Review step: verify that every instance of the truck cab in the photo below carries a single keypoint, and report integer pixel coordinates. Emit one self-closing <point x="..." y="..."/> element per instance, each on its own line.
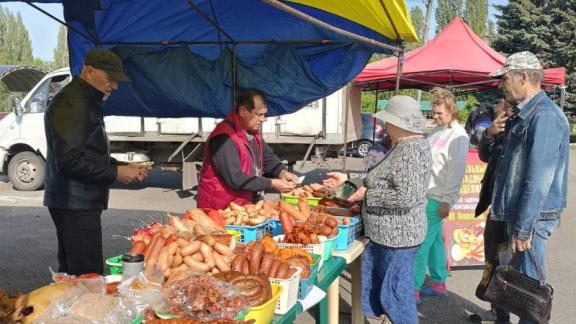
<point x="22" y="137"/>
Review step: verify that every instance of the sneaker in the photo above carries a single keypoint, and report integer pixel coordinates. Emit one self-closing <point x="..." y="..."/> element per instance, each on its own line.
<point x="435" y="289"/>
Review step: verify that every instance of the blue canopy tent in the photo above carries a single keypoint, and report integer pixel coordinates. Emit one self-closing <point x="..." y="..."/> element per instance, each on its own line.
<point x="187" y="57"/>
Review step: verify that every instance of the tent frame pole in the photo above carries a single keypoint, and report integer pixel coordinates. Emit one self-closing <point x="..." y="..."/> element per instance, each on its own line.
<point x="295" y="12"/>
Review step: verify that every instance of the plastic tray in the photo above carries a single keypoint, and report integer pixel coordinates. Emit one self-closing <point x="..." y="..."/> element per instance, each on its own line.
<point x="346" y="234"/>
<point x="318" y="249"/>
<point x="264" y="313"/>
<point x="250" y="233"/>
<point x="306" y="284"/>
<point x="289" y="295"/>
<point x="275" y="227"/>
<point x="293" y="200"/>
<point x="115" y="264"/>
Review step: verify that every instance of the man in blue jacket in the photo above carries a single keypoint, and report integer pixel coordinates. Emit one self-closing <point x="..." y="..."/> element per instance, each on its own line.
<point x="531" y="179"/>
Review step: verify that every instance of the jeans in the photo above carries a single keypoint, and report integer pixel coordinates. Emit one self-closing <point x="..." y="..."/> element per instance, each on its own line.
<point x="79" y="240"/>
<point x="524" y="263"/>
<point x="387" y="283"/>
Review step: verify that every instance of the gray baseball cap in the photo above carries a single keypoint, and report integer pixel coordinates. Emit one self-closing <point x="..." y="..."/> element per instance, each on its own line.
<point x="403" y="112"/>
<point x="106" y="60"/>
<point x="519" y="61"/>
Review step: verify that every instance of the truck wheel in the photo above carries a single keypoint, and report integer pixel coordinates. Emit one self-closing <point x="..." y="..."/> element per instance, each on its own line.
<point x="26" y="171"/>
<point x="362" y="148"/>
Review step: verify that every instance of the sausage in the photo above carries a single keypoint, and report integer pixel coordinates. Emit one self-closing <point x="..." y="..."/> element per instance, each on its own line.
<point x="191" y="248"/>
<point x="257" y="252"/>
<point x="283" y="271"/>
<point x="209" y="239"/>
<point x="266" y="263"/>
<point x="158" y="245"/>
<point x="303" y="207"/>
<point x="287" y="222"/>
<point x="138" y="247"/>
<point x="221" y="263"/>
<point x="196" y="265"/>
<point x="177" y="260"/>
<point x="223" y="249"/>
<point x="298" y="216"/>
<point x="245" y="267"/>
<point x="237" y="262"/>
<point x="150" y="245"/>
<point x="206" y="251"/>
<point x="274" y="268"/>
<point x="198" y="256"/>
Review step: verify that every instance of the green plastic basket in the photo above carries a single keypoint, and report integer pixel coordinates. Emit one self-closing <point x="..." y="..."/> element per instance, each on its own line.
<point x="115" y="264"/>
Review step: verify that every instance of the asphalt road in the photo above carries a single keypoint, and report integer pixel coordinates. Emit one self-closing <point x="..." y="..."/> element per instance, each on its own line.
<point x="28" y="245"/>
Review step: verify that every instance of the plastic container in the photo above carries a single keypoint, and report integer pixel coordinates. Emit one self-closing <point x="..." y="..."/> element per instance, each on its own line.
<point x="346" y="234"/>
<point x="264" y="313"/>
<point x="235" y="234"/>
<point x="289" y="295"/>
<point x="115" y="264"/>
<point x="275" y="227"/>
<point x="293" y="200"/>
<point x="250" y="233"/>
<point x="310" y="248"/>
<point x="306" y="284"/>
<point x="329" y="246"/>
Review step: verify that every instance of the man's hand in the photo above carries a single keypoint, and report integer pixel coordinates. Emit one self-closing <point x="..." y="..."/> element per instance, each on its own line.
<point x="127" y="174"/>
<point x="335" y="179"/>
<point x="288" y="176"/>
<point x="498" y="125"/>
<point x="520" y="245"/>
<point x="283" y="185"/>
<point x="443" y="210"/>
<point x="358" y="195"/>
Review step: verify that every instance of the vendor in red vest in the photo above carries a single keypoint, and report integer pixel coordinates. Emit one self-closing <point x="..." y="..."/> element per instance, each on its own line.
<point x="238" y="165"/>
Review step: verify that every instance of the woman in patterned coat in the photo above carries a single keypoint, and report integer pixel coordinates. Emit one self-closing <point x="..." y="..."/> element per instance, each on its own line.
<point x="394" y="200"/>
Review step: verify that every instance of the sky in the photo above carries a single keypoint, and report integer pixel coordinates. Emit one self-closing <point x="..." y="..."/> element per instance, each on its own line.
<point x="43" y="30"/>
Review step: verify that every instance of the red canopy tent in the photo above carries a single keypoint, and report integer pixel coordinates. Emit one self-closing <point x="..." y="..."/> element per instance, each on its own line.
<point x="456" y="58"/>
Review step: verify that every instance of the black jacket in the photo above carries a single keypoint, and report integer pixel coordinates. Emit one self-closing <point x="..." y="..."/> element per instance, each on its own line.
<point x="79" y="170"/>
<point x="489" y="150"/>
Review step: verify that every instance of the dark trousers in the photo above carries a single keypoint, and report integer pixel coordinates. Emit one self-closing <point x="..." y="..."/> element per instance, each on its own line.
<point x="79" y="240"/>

==

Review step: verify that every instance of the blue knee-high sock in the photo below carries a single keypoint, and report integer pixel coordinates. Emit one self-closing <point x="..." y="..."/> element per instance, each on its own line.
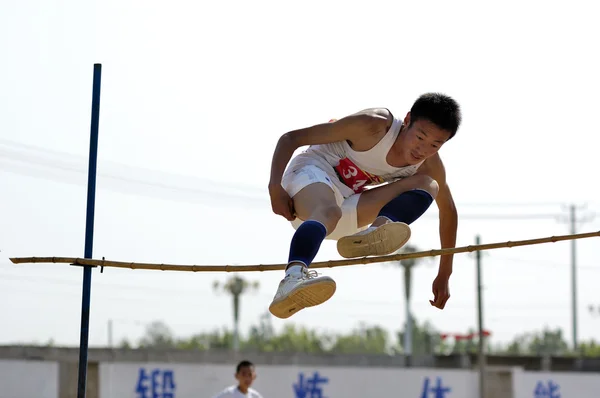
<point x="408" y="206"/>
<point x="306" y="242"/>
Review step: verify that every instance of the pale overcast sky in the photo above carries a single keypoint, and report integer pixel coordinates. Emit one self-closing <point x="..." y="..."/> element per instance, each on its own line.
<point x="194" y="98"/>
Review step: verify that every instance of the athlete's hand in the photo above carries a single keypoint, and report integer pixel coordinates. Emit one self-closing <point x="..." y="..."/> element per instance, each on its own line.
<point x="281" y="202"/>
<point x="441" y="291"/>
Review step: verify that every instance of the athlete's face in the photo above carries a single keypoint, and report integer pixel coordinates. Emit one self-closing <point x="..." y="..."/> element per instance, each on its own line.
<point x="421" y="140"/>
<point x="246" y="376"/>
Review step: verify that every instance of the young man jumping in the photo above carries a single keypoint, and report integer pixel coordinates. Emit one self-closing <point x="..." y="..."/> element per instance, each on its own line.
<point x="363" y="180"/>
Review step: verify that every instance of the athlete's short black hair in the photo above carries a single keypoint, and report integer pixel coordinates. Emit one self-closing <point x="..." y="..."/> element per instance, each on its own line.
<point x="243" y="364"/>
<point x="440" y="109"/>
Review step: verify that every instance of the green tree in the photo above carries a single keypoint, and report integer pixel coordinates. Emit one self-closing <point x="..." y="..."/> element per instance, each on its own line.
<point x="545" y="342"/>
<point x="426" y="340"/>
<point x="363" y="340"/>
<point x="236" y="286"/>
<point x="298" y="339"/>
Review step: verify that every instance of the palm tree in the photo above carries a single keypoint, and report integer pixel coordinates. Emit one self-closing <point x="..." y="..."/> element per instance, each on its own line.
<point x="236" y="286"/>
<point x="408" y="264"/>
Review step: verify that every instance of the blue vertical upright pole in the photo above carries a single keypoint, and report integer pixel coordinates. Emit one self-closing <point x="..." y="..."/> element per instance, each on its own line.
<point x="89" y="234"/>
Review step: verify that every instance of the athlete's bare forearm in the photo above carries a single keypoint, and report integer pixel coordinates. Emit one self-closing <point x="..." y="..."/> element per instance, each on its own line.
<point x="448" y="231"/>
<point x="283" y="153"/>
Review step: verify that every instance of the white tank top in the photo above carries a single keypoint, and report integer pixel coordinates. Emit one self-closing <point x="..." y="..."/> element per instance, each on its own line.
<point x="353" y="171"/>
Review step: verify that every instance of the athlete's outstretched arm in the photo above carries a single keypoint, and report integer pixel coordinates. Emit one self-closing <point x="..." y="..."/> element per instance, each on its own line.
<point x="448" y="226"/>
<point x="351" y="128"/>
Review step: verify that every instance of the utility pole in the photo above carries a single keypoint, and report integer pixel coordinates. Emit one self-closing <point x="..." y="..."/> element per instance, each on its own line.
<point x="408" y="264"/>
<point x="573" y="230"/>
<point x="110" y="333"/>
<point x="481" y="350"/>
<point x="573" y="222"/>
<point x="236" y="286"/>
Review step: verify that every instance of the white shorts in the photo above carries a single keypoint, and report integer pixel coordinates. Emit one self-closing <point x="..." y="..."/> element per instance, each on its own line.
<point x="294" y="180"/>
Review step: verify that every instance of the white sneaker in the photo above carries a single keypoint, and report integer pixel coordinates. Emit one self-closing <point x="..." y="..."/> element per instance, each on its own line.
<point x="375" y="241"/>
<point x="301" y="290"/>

--

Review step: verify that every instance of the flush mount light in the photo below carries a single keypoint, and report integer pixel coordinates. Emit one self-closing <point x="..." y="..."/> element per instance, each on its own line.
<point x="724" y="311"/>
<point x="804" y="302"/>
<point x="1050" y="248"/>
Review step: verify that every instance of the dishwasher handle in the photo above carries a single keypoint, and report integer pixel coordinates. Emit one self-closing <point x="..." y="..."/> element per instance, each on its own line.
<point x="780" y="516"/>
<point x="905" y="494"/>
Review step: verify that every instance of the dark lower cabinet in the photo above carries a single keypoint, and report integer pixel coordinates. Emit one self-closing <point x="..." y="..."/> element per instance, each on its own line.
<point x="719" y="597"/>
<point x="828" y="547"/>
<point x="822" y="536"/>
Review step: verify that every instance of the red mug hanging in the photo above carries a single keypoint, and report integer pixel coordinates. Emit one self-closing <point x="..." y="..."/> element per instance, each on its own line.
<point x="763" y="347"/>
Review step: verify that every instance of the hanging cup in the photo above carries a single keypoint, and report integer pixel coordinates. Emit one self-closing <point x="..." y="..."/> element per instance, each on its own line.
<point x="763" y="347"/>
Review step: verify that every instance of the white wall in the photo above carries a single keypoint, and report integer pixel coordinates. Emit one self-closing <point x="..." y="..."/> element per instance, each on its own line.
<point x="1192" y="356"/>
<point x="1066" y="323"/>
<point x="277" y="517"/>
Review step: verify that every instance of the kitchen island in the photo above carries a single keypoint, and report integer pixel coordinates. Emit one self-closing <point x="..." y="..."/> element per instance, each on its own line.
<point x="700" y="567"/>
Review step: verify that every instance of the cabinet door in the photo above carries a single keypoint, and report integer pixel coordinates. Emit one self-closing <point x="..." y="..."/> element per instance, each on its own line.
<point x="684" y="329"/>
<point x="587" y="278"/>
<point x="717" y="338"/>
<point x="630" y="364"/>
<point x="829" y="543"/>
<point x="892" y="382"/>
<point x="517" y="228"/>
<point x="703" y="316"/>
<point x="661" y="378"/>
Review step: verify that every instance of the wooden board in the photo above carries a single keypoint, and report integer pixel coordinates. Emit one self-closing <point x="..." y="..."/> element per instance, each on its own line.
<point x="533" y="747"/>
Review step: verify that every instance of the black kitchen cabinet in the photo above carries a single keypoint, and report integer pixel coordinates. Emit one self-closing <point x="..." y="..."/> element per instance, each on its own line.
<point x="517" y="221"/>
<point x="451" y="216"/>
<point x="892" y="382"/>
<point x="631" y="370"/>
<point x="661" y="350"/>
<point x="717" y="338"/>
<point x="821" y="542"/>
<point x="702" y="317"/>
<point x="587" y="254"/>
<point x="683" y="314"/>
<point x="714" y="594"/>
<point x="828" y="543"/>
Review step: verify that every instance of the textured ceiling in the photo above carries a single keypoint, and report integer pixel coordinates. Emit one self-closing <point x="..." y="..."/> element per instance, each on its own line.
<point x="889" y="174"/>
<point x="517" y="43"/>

* [Short task]: Extract every line of the data above that contains the string "hanging". Matching is case-sensitive.

* [Exercise response]:
Review step: verify that every instance of the red mug hanging in the photo above carries a single keypoint, and report integer pixel coordinates. Emit one self-closing <point x="..." y="..."/> element per instance, each on its own line.
Review step: verify that every instance of the hanging cup in the photo above carries a single keypoint, and report integer pixel coordinates. Emit one self-closing <point x="..." y="..."/> element per instance, each on its own line.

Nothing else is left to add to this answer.